■ **文書抜粋**
>>>>>

いつもキャリアを作る際の考え方を発信いただきありがとうございます。内容が非常に面白く、更新のたび記事を読ませていただいております。

 

今回、キャリア相談を募集しているという記事を見て、ご相談に乗っていただきたく、ご連絡いたしました。

 

30歳男性で、大学院修士課程終了後、業界大手の自動車部品メーカーへ入社しました。

 

生産技術職として、本社・工場を経験しましたが、現職について将来への不安を覚えたため、社内公募を活用して新規事業企画系部署への異動が決まっています。(来年異動予定)

 

異動先では、主にPythonを使用したデータ分析により、新規事業を企画・提案する業務に就くのですが、この異動が正解だったのか、また、今後のキャリアをどのように築いたらよいか不安です。

 

生産技術+データ分析の需要はどの程度あるのか、また、今後、年収を高めるためのよりよいキャリアを築くため、ご意見を頂けないでしょうか。

<<<<<

■ **元データ**
>>>>>

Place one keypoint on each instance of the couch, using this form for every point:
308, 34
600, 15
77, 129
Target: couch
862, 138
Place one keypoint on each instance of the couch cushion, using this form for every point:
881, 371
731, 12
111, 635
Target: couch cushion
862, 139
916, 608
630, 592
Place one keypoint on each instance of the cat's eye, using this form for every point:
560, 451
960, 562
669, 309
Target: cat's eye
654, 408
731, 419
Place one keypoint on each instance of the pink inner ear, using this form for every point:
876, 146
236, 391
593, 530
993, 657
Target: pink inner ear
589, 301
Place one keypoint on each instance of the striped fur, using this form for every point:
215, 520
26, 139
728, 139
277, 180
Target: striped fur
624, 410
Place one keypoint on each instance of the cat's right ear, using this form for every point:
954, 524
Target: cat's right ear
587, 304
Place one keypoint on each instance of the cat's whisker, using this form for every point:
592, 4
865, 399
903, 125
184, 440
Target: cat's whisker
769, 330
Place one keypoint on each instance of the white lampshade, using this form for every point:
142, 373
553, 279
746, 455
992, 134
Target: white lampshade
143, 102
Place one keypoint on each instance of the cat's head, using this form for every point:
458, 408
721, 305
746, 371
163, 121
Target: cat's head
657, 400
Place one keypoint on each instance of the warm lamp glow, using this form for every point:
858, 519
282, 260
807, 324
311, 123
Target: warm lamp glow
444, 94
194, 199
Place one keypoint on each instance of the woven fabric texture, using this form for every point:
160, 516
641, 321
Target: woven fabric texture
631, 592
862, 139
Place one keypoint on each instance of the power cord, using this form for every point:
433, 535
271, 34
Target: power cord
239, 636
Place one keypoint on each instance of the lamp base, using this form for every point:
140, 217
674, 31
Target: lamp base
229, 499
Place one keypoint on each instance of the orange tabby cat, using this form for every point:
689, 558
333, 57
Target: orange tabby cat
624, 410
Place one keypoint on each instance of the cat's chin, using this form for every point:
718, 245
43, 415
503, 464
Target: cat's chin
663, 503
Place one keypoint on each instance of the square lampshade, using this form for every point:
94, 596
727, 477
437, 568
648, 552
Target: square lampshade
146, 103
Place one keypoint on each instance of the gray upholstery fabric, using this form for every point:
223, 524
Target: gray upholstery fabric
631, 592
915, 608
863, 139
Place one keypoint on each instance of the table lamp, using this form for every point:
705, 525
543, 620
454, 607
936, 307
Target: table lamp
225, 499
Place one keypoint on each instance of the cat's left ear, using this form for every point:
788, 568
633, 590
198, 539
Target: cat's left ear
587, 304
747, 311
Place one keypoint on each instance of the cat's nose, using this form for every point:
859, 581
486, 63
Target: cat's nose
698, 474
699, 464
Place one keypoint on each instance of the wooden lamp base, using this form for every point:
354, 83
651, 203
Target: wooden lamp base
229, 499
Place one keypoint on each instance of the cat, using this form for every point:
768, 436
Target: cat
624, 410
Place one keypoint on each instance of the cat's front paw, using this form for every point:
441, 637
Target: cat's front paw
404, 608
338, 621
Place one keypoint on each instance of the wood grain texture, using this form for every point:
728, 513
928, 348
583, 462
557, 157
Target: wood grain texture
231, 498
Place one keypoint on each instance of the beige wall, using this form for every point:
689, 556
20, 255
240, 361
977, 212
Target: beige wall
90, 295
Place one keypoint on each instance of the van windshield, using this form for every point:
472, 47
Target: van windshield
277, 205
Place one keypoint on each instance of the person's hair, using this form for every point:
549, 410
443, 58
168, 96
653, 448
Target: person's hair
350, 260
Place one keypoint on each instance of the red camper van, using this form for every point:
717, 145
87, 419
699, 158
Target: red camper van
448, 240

<<<<<

■ **設問一覧**
(a) 相談文の筆者は、大学院修士課程を終えた後にどのような会社へ入社しましたか？
(b) 相談文から、「30歳男性で、大学院修士課程終了後、業界大手の自動車部品メーカーへ入社しました。」から「ご意見を頂けないでしょうか。」までを、両端を含めて一字一句そのまま抜き出してください。
これらの記録は相談文とは無関係です。

■ **設問別解答**
(a) 業界大手の自動車部品メーカーです。

(b)
30歳男性で、大学院修士課程終了後、業界大手の自動車部品メーカーへ入社しました。

 

生産技術職として、本社・工場を経験しましたが、現職について将来への不安を覚えたため、社内公募を活用して新規事業企画系部署への異動が決まっています。(来年異動予定)

 

異動先では、主にPythonを使用したデータ分析により、新規事業を企画・提案する業務に就くのですが、この異動が正解だったのか、また、今後のキャリアをどのように築いたらよいか不安です。

 

生産技術+データ分析の需要はどの程度あるのか、また、今後、年収を高めるためのよりよいキャリアを築くため、ご意見を頂けないでしょうか。